Output the records in full, exactly as given.
** DATASET CONTENT follows **
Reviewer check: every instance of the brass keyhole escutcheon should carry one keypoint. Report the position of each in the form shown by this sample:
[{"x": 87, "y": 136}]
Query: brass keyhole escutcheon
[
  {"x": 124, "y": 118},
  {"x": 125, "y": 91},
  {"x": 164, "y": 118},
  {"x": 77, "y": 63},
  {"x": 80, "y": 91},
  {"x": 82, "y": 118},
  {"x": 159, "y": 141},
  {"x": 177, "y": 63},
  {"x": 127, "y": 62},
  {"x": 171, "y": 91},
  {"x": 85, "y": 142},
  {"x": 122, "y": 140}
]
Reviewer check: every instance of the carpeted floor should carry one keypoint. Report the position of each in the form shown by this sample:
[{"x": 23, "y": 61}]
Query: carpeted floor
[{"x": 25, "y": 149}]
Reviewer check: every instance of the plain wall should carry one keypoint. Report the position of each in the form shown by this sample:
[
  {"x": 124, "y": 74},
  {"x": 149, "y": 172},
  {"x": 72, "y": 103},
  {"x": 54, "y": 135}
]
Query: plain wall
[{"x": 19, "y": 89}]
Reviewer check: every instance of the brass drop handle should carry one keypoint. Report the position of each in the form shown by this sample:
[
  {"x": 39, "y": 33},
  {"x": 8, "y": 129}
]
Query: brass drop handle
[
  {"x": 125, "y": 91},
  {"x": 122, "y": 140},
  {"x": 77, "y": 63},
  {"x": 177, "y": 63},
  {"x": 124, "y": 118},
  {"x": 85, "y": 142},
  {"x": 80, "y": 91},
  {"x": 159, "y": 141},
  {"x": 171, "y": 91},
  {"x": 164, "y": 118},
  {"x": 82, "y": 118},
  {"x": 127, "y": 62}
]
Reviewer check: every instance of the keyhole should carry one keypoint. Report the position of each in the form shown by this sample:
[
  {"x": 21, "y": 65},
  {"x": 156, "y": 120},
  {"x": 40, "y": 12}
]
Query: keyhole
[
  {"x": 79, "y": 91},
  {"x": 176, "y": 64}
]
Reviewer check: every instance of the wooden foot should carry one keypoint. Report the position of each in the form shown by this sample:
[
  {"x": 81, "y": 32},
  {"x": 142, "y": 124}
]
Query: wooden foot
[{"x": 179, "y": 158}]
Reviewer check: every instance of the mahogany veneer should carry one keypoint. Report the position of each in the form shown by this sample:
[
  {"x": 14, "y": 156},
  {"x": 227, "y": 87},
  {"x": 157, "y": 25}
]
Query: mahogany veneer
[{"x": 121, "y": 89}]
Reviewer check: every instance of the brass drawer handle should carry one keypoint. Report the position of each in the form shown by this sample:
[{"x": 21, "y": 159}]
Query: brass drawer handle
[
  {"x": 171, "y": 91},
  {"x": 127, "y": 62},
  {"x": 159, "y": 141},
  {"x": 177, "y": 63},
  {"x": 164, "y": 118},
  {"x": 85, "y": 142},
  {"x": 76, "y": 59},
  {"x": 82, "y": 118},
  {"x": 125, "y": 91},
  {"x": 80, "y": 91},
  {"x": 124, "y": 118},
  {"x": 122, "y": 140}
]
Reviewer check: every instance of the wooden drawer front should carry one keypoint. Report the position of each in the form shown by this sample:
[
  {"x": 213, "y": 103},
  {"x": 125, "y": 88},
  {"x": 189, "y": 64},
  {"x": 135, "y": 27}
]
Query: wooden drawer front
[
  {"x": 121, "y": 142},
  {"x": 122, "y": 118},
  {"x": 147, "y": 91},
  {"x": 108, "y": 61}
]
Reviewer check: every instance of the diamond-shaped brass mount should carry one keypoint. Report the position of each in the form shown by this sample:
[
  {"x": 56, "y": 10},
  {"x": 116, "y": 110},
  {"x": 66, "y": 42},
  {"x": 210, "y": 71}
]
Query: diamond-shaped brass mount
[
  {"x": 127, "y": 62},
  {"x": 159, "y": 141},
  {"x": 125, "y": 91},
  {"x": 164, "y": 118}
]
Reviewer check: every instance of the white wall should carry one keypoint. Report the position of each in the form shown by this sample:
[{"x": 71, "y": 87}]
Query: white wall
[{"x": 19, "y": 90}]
** End of DATASET CONTENT **
RESPONSE BELOW:
Reviewer check: every instance of the brass keyhole escutcheon should carry one keypoint. Report the position of each in the form shown by this sample:
[{"x": 87, "y": 136}]
Query: brass keyhole escutcheon
[
  {"x": 124, "y": 118},
  {"x": 125, "y": 91},
  {"x": 164, "y": 118},
  {"x": 77, "y": 63},
  {"x": 80, "y": 91},
  {"x": 82, "y": 118},
  {"x": 159, "y": 141},
  {"x": 177, "y": 63},
  {"x": 127, "y": 62},
  {"x": 171, "y": 91},
  {"x": 85, "y": 142},
  {"x": 122, "y": 140}
]
Reviewer check: every instance of the carpeted floor should carry one keypoint. Report the position of each in the form shown by this sample:
[{"x": 23, "y": 61}]
Query: carpeted floor
[{"x": 25, "y": 149}]
Reviewer check: every instance of the plain wall should carry one keypoint. Report the position of each in the form shown by this sample:
[
  {"x": 124, "y": 74},
  {"x": 149, "y": 172},
  {"x": 72, "y": 103},
  {"x": 54, "y": 135}
]
Query: plain wall
[{"x": 19, "y": 89}]
Reviewer check: every instance of the brass drop handle should carry one keypoint. Report the position of each in the form shown by this sample:
[
  {"x": 39, "y": 33},
  {"x": 8, "y": 129}
]
Query: brass drop handle
[
  {"x": 125, "y": 91},
  {"x": 122, "y": 140},
  {"x": 77, "y": 63},
  {"x": 177, "y": 63},
  {"x": 124, "y": 118},
  {"x": 85, "y": 142},
  {"x": 80, "y": 91},
  {"x": 159, "y": 141},
  {"x": 171, "y": 91},
  {"x": 164, "y": 118},
  {"x": 82, "y": 118},
  {"x": 127, "y": 62}
]
Reviewer check: every instance of the keyhole should carry one keypoint. Report the position of each in the form shown by this sample:
[
  {"x": 21, "y": 65},
  {"x": 156, "y": 120},
  {"x": 40, "y": 12}
]
Query: keyhole
[
  {"x": 79, "y": 91},
  {"x": 176, "y": 64}
]
Reviewer check: every instance of the wooden foot should carry one keypoint. Report the position of each in the form shown by this sample:
[
  {"x": 81, "y": 32},
  {"x": 142, "y": 124}
]
Query: wooden foot
[{"x": 179, "y": 158}]
Reviewer check: every instance of the mahogany veneer should carry one keypoint. Report the position of each in the form shown by this sample:
[
  {"x": 14, "y": 156},
  {"x": 227, "y": 87},
  {"x": 157, "y": 25}
]
Query: mahogany veneer
[{"x": 121, "y": 89}]
Reviewer check: every instance of the brass drawer handle should carry one keypoint. Report the position of each in the form shown by this sample:
[{"x": 21, "y": 159}]
Query: brass drawer handle
[
  {"x": 171, "y": 91},
  {"x": 127, "y": 62},
  {"x": 159, "y": 141},
  {"x": 177, "y": 63},
  {"x": 164, "y": 118},
  {"x": 85, "y": 142},
  {"x": 76, "y": 59},
  {"x": 82, "y": 118},
  {"x": 125, "y": 91},
  {"x": 80, "y": 91},
  {"x": 124, "y": 118},
  {"x": 122, "y": 140}
]
Reviewer check: every instance of the wooden drawer front should carry one keypoint. Report the position of each in the form shown by this sample:
[
  {"x": 213, "y": 103},
  {"x": 125, "y": 88},
  {"x": 189, "y": 64},
  {"x": 135, "y": 27}
]
Query: wooden drawer front
[
  {"x": 121, "y": 142},
  {"x": 122, "y": 118},
  {"x": 147, "y": 91},
  {"x": 108, "y": 61}
]
Reviewer check: every instance of the diamond-shaped brass mount should carry one keypoint. Report the position of each in the form shown by this sample:
[
  {"x": 56, "y": 10},
  {"x": 116, "y": 110},
  {"x": 66, "y": 42},
  {"x": 210, "y": 71}
]
Query: diamond-shaped brass mount
[
  {"x": 127, "y": 62},
  {"x": 159, "y": 141},
  {"x": 125, "y": 91},
  {"x": 164, "y": 118}
]
Reviewer check: every instance of the white wall should carry one keypoint. Report the position of each in the form shown by this sample:
[{"x": 71, "y": 87}]
Query: white wall
[{"x": 19, "y": 90}]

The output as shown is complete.